EXERCISE DESCRIPTION — Exactly reproduce the lines from the one holding "Draw the outline of every instance of the red flag" through the final line of the listing below, with both ends included and nothing else.

DATA TO USE —
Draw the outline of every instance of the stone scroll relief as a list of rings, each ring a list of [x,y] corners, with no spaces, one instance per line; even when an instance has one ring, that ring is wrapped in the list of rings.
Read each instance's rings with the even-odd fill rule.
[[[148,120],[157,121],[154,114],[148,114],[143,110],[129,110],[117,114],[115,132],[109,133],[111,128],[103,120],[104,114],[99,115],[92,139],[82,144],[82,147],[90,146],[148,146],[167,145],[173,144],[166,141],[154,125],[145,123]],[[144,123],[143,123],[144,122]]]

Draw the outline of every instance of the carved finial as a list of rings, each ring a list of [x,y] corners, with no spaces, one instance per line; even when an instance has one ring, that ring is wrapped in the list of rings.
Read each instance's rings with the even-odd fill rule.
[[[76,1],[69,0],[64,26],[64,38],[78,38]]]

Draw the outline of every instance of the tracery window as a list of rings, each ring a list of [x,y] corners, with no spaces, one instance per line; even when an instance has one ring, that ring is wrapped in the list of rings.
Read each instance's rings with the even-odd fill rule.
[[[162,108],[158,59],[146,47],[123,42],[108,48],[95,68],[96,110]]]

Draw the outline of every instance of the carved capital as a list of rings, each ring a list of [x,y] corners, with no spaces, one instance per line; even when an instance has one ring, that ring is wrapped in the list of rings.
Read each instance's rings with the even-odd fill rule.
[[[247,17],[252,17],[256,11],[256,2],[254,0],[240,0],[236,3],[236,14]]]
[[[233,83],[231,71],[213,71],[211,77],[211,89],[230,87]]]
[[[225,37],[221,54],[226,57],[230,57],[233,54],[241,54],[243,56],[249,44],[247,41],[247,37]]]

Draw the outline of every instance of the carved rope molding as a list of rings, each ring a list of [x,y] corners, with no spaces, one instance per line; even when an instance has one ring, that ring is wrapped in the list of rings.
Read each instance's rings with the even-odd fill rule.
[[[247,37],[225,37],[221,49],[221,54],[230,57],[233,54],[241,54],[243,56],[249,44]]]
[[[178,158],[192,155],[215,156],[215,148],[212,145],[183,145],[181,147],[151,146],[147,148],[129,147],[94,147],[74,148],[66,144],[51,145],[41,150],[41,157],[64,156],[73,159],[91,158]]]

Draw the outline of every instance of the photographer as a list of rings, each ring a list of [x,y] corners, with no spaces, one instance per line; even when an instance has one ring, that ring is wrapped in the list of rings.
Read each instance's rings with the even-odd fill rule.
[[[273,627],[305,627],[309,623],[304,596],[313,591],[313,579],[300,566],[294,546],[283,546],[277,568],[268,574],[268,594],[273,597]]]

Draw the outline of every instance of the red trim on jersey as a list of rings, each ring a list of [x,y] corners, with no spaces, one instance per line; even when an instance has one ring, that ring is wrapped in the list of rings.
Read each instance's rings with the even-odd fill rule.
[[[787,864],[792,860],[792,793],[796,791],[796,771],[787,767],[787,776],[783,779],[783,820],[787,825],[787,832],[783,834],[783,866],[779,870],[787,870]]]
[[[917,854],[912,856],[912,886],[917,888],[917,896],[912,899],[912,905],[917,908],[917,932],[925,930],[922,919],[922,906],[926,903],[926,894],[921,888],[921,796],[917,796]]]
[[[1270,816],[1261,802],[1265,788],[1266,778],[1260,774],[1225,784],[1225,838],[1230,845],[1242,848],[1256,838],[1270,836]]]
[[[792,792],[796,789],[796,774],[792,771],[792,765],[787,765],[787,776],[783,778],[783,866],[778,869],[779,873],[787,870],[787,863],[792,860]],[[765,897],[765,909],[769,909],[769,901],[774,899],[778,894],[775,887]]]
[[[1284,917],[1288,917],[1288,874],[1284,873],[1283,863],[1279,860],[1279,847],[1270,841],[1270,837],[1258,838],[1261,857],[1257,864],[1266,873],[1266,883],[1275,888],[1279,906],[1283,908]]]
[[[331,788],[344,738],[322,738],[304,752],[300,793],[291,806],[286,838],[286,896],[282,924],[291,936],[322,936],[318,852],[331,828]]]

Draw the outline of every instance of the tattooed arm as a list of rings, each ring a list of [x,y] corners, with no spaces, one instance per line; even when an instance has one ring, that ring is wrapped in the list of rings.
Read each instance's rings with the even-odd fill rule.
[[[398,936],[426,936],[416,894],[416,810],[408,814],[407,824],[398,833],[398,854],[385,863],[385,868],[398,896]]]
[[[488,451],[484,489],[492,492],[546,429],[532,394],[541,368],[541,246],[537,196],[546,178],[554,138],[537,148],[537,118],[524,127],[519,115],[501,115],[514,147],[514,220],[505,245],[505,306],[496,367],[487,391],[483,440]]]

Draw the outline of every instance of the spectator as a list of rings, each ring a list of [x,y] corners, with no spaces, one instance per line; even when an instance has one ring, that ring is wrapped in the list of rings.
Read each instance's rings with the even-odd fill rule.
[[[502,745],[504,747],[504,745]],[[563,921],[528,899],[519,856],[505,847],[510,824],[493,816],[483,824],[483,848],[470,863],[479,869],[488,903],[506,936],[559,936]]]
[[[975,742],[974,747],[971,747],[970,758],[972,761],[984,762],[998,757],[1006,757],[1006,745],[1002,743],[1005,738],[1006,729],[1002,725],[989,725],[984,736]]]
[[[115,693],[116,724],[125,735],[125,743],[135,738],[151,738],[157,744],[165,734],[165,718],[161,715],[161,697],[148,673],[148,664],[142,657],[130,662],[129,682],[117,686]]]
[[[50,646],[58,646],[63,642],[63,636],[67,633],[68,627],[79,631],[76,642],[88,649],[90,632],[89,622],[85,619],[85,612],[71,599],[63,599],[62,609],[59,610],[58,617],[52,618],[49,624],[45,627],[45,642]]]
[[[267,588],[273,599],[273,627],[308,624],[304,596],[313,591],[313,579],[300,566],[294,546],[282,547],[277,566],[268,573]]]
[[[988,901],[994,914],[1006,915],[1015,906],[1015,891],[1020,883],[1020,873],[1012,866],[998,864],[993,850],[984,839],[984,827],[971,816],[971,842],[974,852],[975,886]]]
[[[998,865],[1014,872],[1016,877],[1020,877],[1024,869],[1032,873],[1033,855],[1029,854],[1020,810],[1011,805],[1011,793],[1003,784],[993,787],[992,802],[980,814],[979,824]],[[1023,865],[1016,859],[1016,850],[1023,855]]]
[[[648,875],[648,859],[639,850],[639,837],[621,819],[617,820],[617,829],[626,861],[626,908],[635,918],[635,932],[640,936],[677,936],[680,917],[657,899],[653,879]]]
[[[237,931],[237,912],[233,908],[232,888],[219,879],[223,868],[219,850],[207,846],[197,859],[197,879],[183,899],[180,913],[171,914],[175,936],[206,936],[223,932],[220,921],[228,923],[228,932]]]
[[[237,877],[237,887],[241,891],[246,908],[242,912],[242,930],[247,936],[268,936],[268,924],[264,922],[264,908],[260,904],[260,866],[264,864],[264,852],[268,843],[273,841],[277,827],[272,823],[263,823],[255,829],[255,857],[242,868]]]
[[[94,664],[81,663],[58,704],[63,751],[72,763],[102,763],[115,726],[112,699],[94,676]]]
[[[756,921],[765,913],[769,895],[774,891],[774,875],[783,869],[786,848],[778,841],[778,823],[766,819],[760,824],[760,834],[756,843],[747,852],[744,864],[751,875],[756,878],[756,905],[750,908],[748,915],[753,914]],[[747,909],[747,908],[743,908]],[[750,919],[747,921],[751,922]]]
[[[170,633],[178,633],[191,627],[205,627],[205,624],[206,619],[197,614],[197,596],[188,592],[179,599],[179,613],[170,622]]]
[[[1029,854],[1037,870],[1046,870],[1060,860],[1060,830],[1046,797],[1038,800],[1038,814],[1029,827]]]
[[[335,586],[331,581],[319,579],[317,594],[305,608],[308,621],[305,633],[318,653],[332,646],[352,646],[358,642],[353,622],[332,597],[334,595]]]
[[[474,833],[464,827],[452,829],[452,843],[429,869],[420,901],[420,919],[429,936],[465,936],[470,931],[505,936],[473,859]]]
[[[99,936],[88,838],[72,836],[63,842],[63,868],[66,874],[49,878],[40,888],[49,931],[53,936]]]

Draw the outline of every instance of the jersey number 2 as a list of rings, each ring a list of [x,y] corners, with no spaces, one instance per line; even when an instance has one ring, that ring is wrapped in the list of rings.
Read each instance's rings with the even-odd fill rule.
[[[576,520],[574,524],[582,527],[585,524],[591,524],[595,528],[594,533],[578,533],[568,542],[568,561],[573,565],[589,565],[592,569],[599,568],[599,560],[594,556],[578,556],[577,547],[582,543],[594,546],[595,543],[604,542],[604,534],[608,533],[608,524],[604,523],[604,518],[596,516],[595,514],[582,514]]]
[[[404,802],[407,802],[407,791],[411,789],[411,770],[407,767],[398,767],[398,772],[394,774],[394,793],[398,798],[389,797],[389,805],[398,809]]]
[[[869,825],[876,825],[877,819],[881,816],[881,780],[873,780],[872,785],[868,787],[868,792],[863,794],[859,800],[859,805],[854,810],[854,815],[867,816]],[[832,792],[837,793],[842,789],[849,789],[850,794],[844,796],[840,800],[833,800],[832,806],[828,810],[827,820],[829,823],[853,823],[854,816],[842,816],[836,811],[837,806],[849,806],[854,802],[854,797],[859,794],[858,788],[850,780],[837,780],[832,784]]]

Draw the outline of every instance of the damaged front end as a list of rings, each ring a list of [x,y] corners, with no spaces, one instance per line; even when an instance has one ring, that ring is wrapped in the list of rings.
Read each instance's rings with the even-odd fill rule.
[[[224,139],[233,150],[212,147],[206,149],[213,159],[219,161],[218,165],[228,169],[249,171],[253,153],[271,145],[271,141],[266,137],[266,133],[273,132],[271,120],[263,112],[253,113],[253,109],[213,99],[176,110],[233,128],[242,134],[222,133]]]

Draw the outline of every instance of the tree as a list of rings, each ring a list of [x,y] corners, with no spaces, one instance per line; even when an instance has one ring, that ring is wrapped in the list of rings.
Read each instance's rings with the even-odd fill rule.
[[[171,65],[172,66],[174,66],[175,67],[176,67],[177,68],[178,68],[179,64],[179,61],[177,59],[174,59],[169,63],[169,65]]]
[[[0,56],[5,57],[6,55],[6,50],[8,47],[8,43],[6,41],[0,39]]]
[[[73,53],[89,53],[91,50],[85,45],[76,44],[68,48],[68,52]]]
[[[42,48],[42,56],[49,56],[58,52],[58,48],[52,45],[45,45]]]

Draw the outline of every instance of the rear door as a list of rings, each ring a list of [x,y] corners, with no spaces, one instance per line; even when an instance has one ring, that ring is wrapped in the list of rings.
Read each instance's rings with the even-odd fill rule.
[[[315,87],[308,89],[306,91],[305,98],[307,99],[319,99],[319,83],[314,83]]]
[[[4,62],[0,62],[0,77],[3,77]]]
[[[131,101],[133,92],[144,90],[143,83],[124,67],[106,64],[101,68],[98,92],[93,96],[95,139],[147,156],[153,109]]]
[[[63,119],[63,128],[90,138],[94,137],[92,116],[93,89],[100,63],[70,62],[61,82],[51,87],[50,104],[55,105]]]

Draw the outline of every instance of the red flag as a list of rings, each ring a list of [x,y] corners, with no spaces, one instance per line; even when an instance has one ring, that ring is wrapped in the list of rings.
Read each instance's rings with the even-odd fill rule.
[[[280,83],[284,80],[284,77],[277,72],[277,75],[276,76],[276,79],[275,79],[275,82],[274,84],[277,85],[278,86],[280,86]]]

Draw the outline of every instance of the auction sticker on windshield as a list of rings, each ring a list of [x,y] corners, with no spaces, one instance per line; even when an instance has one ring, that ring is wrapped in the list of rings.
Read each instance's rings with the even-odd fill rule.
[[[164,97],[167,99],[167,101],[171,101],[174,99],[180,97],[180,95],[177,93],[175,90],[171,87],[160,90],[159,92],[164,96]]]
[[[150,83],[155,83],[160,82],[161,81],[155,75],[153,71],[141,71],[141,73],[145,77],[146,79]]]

TASK RESPONSE —
Draw the outline of every instance of the red flag as a list of rings, each ring a list of [x,y] corners, with no spaces, one instance per line; even when an instance has one ring, that ring is wrapped in the list of rings.
Read each instance's rings with the even-odd fill rule.
[[[280,83],[284,80],[284,77],[277,72],[277,75],[276,76],[276,79],[275,79],[275,82],[274,84],[277,85],[278,86],[280,86]]]

Draw the outline of every instance of the auction sticker on windshield as a list of rings, each ring a list of [x,y] corners, with no spaces, one instance per line; even when an instance has one ring, that ring is wrapped in the list of rings.
Read each instance's rings with the even-odd fill rule.
[[[164,97],[167,99],[167,101],[171,101],[174,99],[180,97],[180,95],[177,93],[175,90],[171,87],[160,90],[159,92],[164,96]]]
[[[150,83],[155,83],[160,82],[161,81],[155,75],[153,71],[141,71],[141,73],[145,77],[146,79]]]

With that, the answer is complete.